■ INPUT RECORDS:
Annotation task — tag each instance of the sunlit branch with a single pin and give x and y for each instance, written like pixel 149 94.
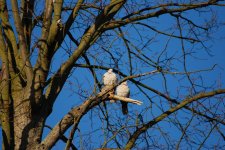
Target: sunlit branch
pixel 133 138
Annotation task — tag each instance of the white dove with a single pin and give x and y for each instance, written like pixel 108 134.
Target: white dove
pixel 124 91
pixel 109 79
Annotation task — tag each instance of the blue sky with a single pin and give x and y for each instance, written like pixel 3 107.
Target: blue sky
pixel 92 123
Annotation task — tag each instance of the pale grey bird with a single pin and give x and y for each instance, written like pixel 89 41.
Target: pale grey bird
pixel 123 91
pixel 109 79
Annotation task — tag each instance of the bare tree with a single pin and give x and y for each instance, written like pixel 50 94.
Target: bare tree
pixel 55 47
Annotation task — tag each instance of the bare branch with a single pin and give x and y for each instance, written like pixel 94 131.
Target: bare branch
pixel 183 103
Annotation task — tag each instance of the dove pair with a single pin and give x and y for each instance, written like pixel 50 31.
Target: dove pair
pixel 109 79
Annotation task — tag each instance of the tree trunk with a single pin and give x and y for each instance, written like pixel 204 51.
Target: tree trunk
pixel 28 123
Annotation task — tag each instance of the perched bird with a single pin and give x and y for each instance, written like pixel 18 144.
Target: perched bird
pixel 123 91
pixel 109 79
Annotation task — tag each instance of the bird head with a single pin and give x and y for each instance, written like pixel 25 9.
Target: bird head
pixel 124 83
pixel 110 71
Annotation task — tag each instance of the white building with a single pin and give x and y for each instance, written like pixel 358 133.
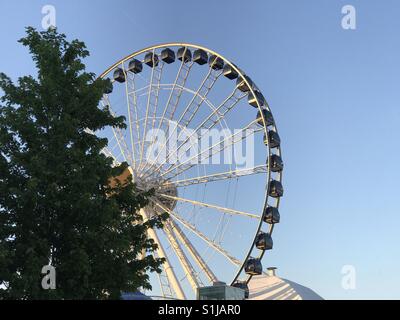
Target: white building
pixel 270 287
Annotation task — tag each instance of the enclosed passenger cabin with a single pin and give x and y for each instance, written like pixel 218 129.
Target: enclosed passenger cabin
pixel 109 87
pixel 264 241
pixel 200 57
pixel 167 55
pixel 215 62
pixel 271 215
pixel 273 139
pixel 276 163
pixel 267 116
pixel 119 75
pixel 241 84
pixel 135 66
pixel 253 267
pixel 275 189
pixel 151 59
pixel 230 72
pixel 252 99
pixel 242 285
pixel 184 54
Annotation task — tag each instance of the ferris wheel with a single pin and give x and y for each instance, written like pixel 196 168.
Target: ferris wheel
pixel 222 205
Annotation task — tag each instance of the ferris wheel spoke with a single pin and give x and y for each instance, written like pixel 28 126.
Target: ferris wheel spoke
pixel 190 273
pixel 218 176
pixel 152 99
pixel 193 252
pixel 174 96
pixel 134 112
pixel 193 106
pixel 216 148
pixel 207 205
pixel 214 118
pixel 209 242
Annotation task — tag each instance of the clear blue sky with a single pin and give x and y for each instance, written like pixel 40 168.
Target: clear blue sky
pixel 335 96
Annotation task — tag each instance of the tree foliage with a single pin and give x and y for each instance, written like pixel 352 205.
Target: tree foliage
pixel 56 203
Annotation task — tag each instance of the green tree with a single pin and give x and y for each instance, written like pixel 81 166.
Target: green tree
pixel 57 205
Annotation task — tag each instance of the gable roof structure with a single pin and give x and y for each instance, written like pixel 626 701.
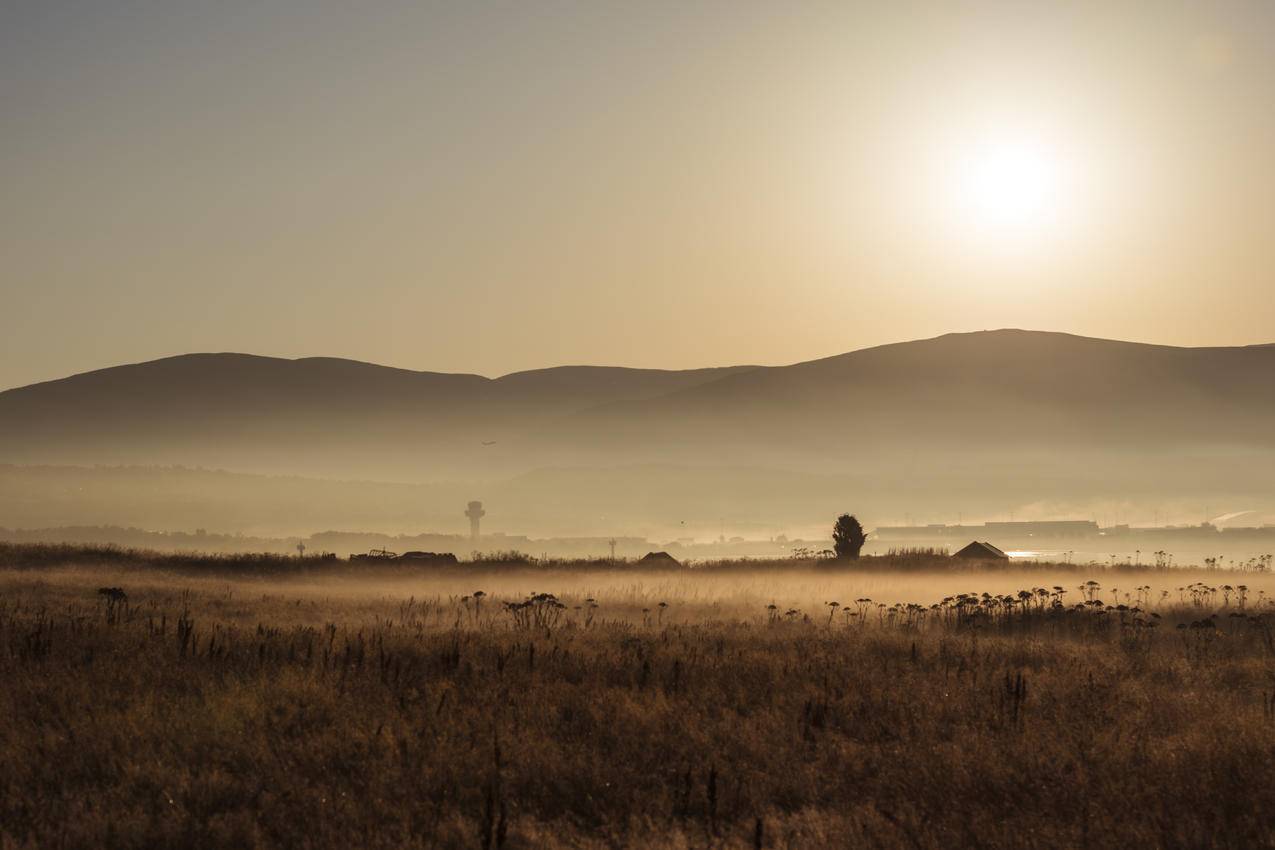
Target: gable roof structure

■ PROMPT:
Print out every entry above without changing a word, and leave out the pictures.

■ SOLUTION TO THE PROBLEM:
Annotation task — tag each instance of the sunlit branch with a single pin and give x and y for each instance, written like pixel 149 94.
Target: sunlit branch
pixel 133 138
Annotation task — tag each instance of the white dove with a single pin and give x and y for each instance, written like pixel 108 134.
Target: white dove
pixel 124 91
pixel 109 79
Annotation task — tag each instance of the blue sky with a single pin and give x and y for each instance, written like pixel 3 107.
Target: blue sky
pixel 92 123
Annotation task — tag each instance of the pale grey bird with a single pin and give x and y for each instance, written like pixel 89 41.
Target: pale grey bird
pixel 123 91
pixel 109 79
Annotation task — tag each instance of the bare tree with a single pin and give x and y for each instance, written like pixel 50 94.
Target: bare tree
pixel 55 47
Annotation task — tag each instance of the bare branch with a single pin and give x and y for each instance, written like pixel 94 131.
Target: bare branch
pixel 183 103
Annotation task — tag each instance of the dove pair with a single pin and give x and y for each instance, written like pixel 50 31.
Target: dove pair
pixel 109 79
Annotation task — tag each instance of the tree trunk with a single pin and give x and y for each instance, written like pixel 204 51.
Target: tree trunk
pixel 28 123
Annotation task — tag each instance of the perched bird with a single pin and give x and y for each instance, written like pixel 18 144.
Target: perched bird
pixel 123 91
pixel 109 79
Annotation task — tag each instance of the bird head with a single pin and give x and y for each instance, written like pixel 25 9.
Target: bird head
pixel 124 83
pixel 110 71
Annotation task — tag each instance of the white building with a single pin and give x and y for each instance, written like pixel 358 133.
Target: white building
pixel 270 287
Annotation task — tag each instance of the enclosed passenger cabin with a single pin and give x and y for each instance, written like pixel 218 129.
Target: enclosed passenger cabin
pixel 109 87
pixel 264 241
pixel 200 57
pixel 167 55
pixel 215 62
pixel 271 215
pixel 273 139
pixel 276 163
pixel 267 116
pixel 119 75
pixel 241 84
pixel 135 66
pixel 253 267
pixel 275 189
pixel 151 59
pixel 230 72
pixel 252 99
pixel 242 285
pixel 184 54
Annotation task — tag each instance of the ferris wheel with a single pin and give x and y for each instance, written like pixel 196 168.
Target: ferris wheel
pixel 222 205
Annotation task — tag each instance of the ferris wheel spoke with a single pin and give x and y for each instance, written like pixel 28 126.
Target: ferris wheel spoke
pixel 190 273
pixel 218 176
pixel 152 99
pixel 193 252
pixel 174 96
pixel 134 112
pixel 193 106
pixel 216 148
pixel 207 205
pixel 214 118
pixel 209 242
Annotation task — tag each instance of the clear blue sky with a single pin and give x and y for each instance, written like pixel 40 168.
Target: clear blue sky
pixel 335 96
Annotation task — tag each instance of the tree foliage with a single pin and give x and y for each instance, written like pixel 352 205.
Target: tree foliage
pixel 56 203
Annotation task — tag each instance of the green tree with a single pin and give x and y for each instance, written like pixel 81 166.
Target: green tree
pixel 57 205
Annotation task — tag each instance of the gable roof structure with a single pin and give x and y for each instance, written like pixel 626 701.
Target: gable roof structure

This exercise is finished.